> _PAGE EXCERPT_

=-=-=-=-=

Enrique (Enrique), Wednesday, 19 May 2004 09:07 (6 years ago) Permalink

Matt DC, it's the value of the statement here. You can't say that someone was the greatest author ever. You just can't - especially when there have been many many writers who have come along since Shakespeare's time. Sure, I'm sure Shakespeare was one of the best of his time but his time is over now. Move on!

dog latin (dog latin), Wednesday, 19 May 2004 09:08 (6 years ago) Permalink

Rorty once said the value of having the same texts on curricula over time wasn't so much their appeal to "eternal virtues", but rather that kids would be able to talk to their parents and their grandparents about the same books. I think there's something to be said for that.

Also, I'm not sure Shakespeare is studied at the expense of anything else. Schoolkids read lots of other writers too.

Jerry the Nipper (Jerrynipper), Wednesday, 19 May 2004 09:12 (6 years ago) Permalink

We didn't do any Shakespeare at school.

When I hear the word 'canon' I reach for my thermonuclear weapon. I'd compare Shakespeare's canonical status with Arsenal canonical status this season and I react the same way.

=-=-=-=-=

> _Collected data entries_
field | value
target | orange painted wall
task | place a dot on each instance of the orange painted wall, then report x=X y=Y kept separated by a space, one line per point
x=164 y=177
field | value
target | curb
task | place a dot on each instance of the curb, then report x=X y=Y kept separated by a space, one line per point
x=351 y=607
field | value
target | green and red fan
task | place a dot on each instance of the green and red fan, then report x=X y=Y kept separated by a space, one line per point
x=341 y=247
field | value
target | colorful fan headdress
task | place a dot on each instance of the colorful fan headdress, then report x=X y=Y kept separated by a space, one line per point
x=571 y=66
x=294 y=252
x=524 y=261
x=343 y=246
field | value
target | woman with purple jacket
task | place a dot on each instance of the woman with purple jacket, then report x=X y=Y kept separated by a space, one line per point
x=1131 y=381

=-=-=-=-=

> _EXERCISE TASK 1_
Return the part of the Shakespeare thread that opens with the words containing "When I hear" and closes with "the same way.".
> _EXERCISE TASK 2_
For each statement, say yes or no on whether it agrees with the Shakespeare thread, and quote the words of the thread that decide it: (a) One post says schoolkids read many writers besides Shakespeare. (b) One post says its writer studied Shakespeare at school. (c) Rorty is cited as valuing shared curriculum texts mainly for their appeal to "eternal virtues".
> _EXERCISE TASK 3_
Please write what comes next in the Shakespeare thread, starting after its last sentence.
The entries are material apart from the Shakespeare thread.

> _FINAL RESULT 1_
When I hear the word 'canon' I reach for my thermonuclear weapon. I'd compare Shakespeare's canonical status with Arsenal canonical status this season and I react the same way.

> _FINAL RESULT 2_
(a) Yes: "Schoolkids read lots of other writers too."
(b) No: "We didn't do any Shakespeare at school."
(c) No: "wasn't so much their appeal to "eternal virtues", but rather that kids would be able to talk to their parents and their grandparents about the same books."

> _FINAL RESULT 3_
Use of cultural product to make something seen as highbrow universalised. Cultural materialism to thread.

A deeper issue - reading plays instead of seeing them - classic or dud? Isn't it like reading guitar tabs and going on about how fucking great the music is?

Dave B (daveb), Wednesday, 19 May 2004 09:12 (6 years ago) Permalink

Dude, I'd much rather a bit of Shakespeare than the sodding Ian MacEwan that I had to read for a-level. S is enjoyable, beautiful, interesting and yes relevant, for fuck's sake. A lot of the stuff that people have to study in school now is there because it's supposedly "high-brow" (unlike yr soap operas from Shaks) modern literature, and it's simply appalling to study.

Liz :x (Liz :x), Wednesday, 19 May 2004 09:13 (6 years ago) Permalink

It's not 'best' but 'productive' that counts. As an A-level student, Shakespeare, 'Othello' especially, opened up vistas on to metaphysical/intellectual horizons that few other writers I've encountered since have done. We also studied Jane Austen, and she's a 'better' (ie more modern) writer in terms of technique &c (erm, and she's a prose artist, not a playwright), but to my mind there isn't the level of complexity over such a wide field.

Um, also, Shaespeare is *not* highbrow, for fuck's sake! Austen, produced exclusively for aristos and gentry, was highbrow. Shakespeare, who made plays, against protestant hatred of theatre, engaged a, well not popular, but more petty-bourgeois/Londoner crowd.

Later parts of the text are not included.